*Text extract*
Let us see that \(s\) is a \(C^\infty\) immersion.
\(s\) is \(C^\infty\), by the supposition.
Let \(u \in U\) be any.
Let us take any trivializing chart, \((U_u \subseteq U, \phi_u)\), with a trivialization, \(\Phi: \pi^{-1} (U_u) \to U_u \times \mathbb{R}^k\), by the proposition that for any \(C^\infty\) vectors bundle, a trivializing open subset is not necessarily a chart open subset, but there is a possibly smaller chart trivializing open subset at each point on any trivializing open subset: take a trivializing open neighborhood of \(u\), \(U'_u \subseteq M\), such that \(U'_u \subseteq U\), and take \(U_u\) such that \(U_u \subseteq U'_u\).

*Given information*
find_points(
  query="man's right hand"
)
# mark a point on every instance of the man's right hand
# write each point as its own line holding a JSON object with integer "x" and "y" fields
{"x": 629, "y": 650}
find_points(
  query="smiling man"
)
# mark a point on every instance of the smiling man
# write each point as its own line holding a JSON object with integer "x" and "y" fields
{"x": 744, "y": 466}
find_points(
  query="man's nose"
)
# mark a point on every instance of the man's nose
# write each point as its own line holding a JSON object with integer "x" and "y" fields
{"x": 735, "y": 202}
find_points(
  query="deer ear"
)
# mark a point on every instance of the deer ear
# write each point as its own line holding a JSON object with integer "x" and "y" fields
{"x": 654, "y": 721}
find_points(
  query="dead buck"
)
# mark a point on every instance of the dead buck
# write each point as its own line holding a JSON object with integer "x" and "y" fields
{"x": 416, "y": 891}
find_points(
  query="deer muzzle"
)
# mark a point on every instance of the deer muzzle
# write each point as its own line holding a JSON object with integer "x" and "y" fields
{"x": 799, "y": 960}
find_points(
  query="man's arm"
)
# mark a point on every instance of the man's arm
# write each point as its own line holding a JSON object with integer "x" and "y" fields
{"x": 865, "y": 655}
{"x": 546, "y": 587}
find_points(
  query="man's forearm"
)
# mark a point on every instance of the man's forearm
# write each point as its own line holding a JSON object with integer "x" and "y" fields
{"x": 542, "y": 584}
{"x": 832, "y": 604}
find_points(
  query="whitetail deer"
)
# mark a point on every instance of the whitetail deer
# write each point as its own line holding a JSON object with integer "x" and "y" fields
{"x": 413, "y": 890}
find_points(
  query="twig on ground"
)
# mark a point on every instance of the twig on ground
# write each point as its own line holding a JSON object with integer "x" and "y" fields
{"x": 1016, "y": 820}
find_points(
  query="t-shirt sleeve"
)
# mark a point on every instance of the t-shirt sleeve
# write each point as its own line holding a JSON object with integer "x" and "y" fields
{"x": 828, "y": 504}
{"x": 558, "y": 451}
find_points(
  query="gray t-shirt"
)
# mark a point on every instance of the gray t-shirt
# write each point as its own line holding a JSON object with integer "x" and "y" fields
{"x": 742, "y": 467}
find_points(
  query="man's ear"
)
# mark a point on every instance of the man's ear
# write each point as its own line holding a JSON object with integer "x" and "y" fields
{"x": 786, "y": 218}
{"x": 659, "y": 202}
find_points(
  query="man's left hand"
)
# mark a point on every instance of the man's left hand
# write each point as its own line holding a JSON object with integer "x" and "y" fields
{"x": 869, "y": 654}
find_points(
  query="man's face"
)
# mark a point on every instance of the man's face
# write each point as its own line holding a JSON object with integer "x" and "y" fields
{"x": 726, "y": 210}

*Work required*
Reproduce the proof excerpt word for word, from "Let \(u \in" up to and including "that \(U_u \subseteq U'_u\).". The data have nothing to do with the proof excerpt.

*Response to the exercise*
Let \(u \in U\) be any.
Let us take any trivializing chart, \((U_u \subseteq U, \phi_u)\), with a trivialization, \(\Phi: \pi^{-1} (U_u) \to U_u \times \mathbb{R}^k\), by the proposition that for any \(C^\infty\) vectors bundle, a trivializing open subset is not necessarily a chart open subset, but there is a possibly smaller chart trivializing open subset at each point on any trivializing open subset: take a trivializing open neighborhood of \(u\), \(U'_u \subseteq M\), such that \(U'_u \subseteq U\), and take \(U_u\) such that \(U_u \subseteq U'_u\).